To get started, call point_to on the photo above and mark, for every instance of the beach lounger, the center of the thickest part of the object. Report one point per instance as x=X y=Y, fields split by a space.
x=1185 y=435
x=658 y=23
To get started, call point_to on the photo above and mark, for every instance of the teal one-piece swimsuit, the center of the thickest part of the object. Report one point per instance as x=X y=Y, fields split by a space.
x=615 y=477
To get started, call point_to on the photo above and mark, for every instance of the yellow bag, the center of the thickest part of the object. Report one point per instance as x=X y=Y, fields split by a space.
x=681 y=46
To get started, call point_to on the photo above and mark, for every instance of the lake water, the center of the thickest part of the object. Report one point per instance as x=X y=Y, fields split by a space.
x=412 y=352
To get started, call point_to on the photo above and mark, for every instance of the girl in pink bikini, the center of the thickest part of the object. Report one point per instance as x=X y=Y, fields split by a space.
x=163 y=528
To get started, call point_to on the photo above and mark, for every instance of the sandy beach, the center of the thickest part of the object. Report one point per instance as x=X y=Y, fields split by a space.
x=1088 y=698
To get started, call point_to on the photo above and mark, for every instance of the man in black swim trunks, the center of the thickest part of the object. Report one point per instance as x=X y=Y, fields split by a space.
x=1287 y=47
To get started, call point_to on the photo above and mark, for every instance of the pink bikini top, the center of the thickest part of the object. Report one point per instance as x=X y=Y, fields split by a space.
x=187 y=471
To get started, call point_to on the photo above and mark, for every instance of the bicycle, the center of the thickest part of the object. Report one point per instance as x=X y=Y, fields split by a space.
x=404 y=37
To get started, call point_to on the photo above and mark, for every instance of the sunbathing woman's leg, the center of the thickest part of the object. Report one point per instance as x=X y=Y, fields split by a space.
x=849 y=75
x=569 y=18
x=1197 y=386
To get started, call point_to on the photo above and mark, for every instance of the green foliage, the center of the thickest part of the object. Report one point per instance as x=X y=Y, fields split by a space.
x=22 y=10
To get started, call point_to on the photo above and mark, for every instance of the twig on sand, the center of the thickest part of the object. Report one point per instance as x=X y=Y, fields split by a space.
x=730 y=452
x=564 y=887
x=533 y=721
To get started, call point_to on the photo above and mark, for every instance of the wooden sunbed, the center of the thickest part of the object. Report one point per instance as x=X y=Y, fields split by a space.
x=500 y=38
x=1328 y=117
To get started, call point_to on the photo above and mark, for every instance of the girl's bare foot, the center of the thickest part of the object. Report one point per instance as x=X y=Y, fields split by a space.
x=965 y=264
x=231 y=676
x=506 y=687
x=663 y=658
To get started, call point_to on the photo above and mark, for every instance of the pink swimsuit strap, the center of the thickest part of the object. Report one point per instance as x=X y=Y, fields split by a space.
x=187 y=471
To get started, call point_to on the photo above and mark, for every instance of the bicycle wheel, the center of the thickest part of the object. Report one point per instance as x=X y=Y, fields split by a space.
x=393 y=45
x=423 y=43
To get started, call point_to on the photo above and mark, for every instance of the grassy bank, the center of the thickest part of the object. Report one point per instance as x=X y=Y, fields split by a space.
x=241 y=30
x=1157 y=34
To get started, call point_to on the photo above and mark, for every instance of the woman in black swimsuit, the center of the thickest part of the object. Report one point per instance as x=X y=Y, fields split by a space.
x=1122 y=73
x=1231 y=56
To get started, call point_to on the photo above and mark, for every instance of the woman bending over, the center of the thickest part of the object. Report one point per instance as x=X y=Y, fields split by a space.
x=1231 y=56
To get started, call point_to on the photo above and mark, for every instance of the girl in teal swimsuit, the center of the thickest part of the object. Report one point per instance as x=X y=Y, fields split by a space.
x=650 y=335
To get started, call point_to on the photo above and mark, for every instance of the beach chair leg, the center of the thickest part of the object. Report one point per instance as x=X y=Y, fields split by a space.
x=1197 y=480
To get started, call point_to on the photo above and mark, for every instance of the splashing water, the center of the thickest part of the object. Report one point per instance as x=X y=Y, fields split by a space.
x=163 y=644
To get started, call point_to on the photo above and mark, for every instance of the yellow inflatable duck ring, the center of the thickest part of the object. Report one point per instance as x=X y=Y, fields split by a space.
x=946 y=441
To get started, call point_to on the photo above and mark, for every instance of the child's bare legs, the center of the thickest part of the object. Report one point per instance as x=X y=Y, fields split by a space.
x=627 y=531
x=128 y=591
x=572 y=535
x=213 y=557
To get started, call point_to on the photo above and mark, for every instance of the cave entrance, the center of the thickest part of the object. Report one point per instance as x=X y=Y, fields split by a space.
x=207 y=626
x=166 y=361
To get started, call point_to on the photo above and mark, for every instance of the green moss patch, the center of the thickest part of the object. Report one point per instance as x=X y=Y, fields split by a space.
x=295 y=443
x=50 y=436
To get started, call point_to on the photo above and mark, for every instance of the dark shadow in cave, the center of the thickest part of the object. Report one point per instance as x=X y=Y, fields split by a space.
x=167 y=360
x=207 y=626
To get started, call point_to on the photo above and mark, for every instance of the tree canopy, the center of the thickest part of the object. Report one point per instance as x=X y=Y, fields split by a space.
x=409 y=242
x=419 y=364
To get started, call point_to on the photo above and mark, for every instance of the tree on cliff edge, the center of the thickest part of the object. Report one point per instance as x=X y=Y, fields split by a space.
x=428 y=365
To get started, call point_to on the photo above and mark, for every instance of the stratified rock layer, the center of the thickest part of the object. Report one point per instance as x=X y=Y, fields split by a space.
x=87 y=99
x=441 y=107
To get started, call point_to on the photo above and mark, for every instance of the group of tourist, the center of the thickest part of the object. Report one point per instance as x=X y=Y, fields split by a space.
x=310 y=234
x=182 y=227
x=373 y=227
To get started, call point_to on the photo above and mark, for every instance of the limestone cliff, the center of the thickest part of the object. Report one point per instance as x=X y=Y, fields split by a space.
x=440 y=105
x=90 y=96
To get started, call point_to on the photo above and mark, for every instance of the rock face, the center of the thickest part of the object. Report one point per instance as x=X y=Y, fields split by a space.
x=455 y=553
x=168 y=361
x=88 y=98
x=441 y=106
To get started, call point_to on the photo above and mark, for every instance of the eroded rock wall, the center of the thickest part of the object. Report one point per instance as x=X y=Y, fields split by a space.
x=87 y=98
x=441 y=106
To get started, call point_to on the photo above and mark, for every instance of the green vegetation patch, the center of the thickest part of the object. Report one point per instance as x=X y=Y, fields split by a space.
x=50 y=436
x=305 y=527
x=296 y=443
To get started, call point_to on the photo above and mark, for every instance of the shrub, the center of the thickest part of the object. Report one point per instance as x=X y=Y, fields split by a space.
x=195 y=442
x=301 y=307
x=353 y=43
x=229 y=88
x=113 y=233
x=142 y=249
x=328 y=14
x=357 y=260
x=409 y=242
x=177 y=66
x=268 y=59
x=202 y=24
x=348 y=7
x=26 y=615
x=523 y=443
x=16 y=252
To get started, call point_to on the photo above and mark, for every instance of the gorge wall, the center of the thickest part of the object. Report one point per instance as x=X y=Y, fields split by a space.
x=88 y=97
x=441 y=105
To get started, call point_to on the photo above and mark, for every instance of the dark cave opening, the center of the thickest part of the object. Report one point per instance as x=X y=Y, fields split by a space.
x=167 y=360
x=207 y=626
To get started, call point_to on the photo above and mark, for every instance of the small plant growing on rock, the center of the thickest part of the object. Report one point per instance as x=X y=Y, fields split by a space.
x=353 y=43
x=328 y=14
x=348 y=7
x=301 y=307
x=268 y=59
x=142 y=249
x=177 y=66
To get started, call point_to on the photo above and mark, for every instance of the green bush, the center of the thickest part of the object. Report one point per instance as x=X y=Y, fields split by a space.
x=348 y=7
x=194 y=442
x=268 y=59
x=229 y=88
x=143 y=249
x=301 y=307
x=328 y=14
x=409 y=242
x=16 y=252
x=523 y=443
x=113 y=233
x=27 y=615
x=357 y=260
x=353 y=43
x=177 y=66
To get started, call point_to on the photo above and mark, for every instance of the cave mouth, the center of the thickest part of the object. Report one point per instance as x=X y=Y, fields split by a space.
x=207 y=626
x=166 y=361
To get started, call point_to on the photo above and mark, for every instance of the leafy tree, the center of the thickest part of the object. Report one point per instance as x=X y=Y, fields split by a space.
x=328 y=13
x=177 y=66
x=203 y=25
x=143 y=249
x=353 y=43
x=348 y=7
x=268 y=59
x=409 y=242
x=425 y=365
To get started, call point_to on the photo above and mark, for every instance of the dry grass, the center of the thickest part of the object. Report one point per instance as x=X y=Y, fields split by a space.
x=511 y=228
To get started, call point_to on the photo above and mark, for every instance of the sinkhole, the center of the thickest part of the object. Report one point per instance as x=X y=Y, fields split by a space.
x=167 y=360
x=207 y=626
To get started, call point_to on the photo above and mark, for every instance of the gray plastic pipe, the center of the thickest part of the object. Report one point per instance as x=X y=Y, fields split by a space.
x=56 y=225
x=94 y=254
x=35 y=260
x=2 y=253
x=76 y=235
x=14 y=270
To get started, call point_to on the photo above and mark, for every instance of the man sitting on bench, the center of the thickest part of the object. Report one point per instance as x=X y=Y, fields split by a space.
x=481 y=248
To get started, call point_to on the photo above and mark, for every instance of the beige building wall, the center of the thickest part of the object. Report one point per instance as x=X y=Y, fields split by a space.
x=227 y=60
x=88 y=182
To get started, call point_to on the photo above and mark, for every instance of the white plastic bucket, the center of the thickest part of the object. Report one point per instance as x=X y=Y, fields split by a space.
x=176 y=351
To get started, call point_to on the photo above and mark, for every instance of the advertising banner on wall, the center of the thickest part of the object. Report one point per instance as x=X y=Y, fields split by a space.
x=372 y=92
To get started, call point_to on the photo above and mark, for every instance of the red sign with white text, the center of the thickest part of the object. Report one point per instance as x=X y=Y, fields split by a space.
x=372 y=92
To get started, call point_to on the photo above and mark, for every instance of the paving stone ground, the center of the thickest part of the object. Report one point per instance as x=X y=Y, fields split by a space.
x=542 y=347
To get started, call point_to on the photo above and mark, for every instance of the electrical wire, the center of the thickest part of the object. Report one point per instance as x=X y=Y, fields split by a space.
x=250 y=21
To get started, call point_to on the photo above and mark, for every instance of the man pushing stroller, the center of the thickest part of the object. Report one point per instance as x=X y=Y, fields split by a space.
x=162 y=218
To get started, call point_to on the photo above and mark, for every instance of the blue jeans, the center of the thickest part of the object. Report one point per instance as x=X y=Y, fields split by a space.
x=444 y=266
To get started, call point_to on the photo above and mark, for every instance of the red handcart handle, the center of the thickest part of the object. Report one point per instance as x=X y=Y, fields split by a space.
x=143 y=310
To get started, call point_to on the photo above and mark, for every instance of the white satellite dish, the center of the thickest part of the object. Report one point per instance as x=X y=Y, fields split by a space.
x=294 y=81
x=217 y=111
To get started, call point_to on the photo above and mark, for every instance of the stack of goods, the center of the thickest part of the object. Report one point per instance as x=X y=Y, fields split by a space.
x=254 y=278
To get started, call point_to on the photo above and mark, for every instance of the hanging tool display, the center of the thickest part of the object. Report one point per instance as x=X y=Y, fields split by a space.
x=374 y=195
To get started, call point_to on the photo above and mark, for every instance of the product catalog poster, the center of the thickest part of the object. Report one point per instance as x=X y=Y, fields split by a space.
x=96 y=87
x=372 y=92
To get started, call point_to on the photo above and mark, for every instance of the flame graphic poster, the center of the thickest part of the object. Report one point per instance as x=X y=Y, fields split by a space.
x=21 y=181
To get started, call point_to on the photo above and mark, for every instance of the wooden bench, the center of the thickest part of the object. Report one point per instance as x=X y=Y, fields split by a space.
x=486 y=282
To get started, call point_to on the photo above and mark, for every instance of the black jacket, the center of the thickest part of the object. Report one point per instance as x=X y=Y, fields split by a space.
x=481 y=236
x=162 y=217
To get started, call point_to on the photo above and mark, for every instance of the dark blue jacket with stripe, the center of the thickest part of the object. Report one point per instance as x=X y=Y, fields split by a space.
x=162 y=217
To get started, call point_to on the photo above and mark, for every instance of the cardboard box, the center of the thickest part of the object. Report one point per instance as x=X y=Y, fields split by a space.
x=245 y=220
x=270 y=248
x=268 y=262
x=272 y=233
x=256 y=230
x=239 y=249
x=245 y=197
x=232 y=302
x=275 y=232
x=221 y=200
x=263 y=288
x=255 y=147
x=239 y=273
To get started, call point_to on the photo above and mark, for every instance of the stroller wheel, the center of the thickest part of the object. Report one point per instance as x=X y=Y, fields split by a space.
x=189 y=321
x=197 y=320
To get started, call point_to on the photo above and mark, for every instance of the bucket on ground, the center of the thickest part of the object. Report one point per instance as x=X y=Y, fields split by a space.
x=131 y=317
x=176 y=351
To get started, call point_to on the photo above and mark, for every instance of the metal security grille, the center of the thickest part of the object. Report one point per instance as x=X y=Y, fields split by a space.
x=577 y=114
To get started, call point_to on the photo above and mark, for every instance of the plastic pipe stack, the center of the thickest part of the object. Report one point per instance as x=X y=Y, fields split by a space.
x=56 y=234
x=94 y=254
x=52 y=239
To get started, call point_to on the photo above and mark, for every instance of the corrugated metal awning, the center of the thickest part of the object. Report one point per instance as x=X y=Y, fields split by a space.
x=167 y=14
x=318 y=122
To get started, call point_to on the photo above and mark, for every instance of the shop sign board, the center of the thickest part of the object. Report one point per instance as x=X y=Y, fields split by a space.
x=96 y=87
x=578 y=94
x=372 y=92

==========

* WORK TO DO: Copy everything from the start of the rows above down to the line containing "x=412 y=352", both included, with the requests kept as they are. Scale each x and y coordinate in the answers by 2.35, rounding to whole numbers with halves rounded up, and give only those lines.

* ANSWER TO THE TASK:
To get started, call point_to on the photo above and mark, for every instance of the beach lounger, the center of the thickest part of the object. Report one point per instance as x=X y=Y, fields split by a space.
x=2785 y=1022
x=1546 y=54
To get started, call point_to on the photo above and mark, for every instance of the teal one-piece swimsuit, the center of the thickest part of the object. Report one point per instance as x=X y=Y, fields split by a space.
x=1445 y=1121
To get started, call point_to on the photo above and mark, for every instance of the yellow bag, the center of the thickest part of the object. Report one point per instance as x=X y=Y, fields split by a space.
x=1600 y=108
To get started, call point_to on the photo above and mark, for every instance of the lake water, the center of the thickest part of the object. Report one point per instance as x=X y=Y, fields split by a space.
x=968 y=827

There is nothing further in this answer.